:: Required action ::
Search the data for "shadow". Each line containing it is to be copied.

= = = = =

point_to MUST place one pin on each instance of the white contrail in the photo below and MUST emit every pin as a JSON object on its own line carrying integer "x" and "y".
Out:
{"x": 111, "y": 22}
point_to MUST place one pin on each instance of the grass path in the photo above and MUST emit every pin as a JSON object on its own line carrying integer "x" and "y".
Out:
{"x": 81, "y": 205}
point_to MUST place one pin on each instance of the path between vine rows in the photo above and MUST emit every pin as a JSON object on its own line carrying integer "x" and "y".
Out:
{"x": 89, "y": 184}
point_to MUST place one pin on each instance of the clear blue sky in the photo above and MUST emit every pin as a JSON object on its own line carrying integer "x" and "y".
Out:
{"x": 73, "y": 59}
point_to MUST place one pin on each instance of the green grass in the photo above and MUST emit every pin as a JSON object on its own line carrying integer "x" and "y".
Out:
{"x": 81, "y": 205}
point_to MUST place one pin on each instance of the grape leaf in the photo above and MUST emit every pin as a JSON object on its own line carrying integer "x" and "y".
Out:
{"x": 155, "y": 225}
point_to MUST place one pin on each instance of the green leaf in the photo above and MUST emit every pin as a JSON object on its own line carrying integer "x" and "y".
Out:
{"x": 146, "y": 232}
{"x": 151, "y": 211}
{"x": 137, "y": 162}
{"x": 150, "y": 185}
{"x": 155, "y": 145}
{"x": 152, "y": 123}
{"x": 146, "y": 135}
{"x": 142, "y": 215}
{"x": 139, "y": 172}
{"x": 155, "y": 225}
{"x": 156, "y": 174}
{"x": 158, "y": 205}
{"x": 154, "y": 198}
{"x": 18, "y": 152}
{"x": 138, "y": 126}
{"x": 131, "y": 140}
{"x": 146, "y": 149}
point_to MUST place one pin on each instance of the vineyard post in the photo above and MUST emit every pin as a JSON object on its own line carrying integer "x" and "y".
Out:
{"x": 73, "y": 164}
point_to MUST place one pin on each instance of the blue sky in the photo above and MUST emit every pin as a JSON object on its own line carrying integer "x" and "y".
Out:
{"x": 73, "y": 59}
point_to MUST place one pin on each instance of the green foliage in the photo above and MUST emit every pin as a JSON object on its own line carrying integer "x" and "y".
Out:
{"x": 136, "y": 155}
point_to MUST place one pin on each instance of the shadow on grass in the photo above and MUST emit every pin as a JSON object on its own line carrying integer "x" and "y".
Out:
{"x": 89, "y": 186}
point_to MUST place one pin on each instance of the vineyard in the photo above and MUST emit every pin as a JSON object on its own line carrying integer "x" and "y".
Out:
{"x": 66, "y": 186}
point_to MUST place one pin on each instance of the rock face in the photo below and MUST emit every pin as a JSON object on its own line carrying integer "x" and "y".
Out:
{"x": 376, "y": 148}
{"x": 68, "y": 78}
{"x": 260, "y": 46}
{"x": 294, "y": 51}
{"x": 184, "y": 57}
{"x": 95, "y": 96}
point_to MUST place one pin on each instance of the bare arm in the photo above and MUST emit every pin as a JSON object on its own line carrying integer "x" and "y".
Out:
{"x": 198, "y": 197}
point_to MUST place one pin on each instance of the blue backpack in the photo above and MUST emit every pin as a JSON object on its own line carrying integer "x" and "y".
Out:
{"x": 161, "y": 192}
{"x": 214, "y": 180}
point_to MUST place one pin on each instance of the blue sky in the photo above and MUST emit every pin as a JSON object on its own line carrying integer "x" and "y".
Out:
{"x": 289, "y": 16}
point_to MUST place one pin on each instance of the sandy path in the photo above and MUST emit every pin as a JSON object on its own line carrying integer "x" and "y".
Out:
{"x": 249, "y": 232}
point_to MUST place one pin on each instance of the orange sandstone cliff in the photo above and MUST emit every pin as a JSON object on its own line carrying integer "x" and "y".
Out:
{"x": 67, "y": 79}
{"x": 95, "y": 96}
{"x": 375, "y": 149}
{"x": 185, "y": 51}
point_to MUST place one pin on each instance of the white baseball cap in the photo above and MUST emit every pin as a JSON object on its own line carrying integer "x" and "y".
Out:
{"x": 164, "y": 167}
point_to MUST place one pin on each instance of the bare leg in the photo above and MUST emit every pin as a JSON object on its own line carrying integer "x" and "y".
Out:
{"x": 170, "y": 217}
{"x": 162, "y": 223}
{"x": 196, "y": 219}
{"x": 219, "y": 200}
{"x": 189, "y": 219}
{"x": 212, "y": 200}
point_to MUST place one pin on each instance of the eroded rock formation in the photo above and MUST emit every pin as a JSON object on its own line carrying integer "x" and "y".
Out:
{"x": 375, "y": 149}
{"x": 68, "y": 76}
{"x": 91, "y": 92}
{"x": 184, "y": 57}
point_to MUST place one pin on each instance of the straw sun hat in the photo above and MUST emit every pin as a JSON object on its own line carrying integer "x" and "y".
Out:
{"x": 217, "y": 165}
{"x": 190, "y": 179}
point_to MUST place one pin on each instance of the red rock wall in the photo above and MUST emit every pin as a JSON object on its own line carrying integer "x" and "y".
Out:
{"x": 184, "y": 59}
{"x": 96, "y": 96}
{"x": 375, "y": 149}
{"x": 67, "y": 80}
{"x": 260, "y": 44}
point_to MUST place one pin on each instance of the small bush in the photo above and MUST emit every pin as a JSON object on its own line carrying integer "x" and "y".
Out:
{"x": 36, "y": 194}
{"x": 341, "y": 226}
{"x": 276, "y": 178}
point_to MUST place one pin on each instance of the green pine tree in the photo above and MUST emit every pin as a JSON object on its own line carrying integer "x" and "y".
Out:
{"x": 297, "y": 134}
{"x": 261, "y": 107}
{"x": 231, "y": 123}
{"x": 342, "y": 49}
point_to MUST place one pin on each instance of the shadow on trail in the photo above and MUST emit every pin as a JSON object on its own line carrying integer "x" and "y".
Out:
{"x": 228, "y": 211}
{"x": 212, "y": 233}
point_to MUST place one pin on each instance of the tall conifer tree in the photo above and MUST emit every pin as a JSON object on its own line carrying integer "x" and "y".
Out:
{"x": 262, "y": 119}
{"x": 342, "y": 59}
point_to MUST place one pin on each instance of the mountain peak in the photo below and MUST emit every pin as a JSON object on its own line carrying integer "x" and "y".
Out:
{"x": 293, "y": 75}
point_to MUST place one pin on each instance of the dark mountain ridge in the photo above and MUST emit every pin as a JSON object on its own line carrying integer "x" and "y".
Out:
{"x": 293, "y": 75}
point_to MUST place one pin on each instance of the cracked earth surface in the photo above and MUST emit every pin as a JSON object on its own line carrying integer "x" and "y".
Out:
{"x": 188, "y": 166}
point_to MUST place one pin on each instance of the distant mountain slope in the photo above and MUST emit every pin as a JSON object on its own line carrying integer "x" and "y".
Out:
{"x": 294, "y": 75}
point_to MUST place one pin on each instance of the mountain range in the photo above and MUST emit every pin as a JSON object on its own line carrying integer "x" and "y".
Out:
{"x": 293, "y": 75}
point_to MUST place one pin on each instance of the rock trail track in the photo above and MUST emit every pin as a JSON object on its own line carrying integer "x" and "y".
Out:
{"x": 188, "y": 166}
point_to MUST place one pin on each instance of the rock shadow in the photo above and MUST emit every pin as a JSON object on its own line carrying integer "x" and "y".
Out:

= = = = =

:: Answer space ::
point_to MUST place one pin on each instance of the shadow on grass in the photo above and MUST emit every pin as a JSON object on its own line carrying integer "x" and "y".
point_to MUST place one pin on each instance of the shadow on trail in the photo above and MUST emit every pin as a JSON object on its own line carrying integer "x" and "y".
point_to MUST place one pin on each instance of the rock shadow in the photo above and MUST emit every pin as a JSON object on its own line carrying integer "x" and "y".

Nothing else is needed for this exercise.